### ACTIONS TO TAKE
1. Answer these from the text on Black men in college:
(a) What share of Black men who attend college do not graduate?
(b) Who hosts the conversation?
(c) Which organization named Jesse L. Mason, Jr. a Policy Fellow?
2. Write the next part of the text on Black men in college, picking up after its last sentence.

### EXTRACTED TEXT
□ □ □ □ □
Over 45% of Black men who attend college don’t graduate. In Minneapolis, an estimated 20% of first year college students ages 18-54 drop out at midterm in 2-year programs. Change will require a united effort.
Host Donald Allen talks with guests:
Dr. Jesse Mason, Jr.: The Minnesota Minority Education Partnership (MMEP) recently named Jesse L. Mason, Jr., PhD an MMEP Policy Fellow. Dr. Mason is a member of the psychology faculty at MCTC and an adjunct faculty member at St. Catherine University. Dr. Mason has assisted in the data collection, policy analysis, research and writing of the “State of African American Males in Education in Minnesota” policy brief. Dr. Mason is also the lead advisor for the Student African American Brotherhood in at MCTC – an organization dedicated to making sure Black men and women achieve excellence in college.
□ □ □ □ □
### INFORMATION
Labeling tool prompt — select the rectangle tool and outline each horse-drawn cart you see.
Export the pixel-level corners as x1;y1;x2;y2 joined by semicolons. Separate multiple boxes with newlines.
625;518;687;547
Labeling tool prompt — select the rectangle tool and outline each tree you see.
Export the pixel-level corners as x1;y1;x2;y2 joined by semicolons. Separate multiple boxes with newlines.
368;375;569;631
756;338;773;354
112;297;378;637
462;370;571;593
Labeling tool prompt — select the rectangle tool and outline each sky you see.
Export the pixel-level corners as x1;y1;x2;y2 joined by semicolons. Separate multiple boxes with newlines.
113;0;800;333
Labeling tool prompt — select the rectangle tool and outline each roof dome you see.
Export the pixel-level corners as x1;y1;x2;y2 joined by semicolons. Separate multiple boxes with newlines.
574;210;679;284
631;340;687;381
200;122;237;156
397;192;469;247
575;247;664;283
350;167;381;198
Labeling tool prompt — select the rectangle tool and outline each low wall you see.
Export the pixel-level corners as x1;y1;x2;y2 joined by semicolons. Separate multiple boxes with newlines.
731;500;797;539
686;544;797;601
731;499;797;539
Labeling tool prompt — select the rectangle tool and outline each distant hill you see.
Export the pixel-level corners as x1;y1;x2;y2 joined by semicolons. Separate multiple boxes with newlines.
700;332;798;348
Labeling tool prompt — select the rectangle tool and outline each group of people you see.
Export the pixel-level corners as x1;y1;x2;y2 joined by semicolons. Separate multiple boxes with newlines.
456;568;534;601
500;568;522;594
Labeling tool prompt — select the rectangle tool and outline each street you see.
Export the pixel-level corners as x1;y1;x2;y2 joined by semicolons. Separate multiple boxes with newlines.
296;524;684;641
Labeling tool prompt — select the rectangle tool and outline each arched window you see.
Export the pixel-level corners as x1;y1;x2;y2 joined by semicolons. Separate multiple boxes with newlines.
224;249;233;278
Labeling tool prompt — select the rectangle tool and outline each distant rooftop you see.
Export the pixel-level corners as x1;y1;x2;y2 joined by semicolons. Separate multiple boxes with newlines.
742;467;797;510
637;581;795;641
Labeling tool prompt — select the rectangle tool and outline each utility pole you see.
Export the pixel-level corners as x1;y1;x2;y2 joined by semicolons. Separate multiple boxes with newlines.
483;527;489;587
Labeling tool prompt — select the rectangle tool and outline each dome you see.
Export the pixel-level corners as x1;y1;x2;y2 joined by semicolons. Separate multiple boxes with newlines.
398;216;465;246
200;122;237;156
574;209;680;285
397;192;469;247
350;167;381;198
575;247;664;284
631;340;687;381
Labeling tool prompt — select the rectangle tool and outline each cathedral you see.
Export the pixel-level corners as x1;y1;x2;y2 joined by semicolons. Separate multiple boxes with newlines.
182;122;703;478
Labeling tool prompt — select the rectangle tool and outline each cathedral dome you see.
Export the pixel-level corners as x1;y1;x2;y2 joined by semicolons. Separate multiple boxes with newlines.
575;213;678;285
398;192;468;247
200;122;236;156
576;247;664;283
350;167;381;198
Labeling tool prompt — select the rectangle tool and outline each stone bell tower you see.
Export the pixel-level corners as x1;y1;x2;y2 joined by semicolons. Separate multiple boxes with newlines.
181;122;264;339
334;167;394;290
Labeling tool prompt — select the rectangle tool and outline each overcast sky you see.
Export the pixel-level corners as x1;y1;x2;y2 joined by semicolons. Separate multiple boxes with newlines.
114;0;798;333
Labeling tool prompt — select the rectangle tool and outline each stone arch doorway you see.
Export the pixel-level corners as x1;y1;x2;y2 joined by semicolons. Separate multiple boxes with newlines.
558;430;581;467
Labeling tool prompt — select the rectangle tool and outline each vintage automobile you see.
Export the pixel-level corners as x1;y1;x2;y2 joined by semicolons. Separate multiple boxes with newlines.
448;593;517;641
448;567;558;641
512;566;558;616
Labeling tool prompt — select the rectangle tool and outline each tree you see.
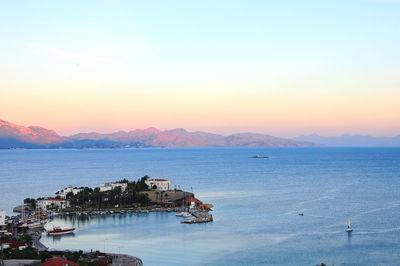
□ □ □ □ □
### RESPONSES BY TASK
1.
(a) Over 45%.
(b) Donald Allen.
(c) The Minnesota Minority Education Partnership (MMEP).

2.
Dr. Nekima Levy-Pounds, Esq: Professor Nekima Levy-Pounds is the director of the Community Justice Project (CJP), an award-winning civil rights legal clinic. The CJP is a part of the Inter-professional Center for Counseling and Legal Services. Levy-Pounds teaches and supervises law students as they use the law as a tool to advance the cause of social justice in poor communities of color through problem-solving, legal research and writing, community engagement and legislative advocacy. Levy-Pounds’ goal in founding the CJP was to take a more holistic approach to addressing complex issues affecting the poor and working poor.
Dr. Enid Logan: Dr. Logan is an Associate Professor of Sociology at the University of Minnesota. Dr. Logan’s areas of interests are Contemporary U.S. Race Relations; Sociology of Afro-Latin Populations; Family, Marriage and Gender; Race and Media; Race and Law; Historical and Comparative Methods. She is also the author of the recently released book, “At This Defining Moment”: Barack Obama's Presidential Candidacy and the New Politics of Race. (2011 New York: NYU Press). Dr. Logan joins us to explain and analysis the roles race and gender play in the ever-growing disparities among Black Men.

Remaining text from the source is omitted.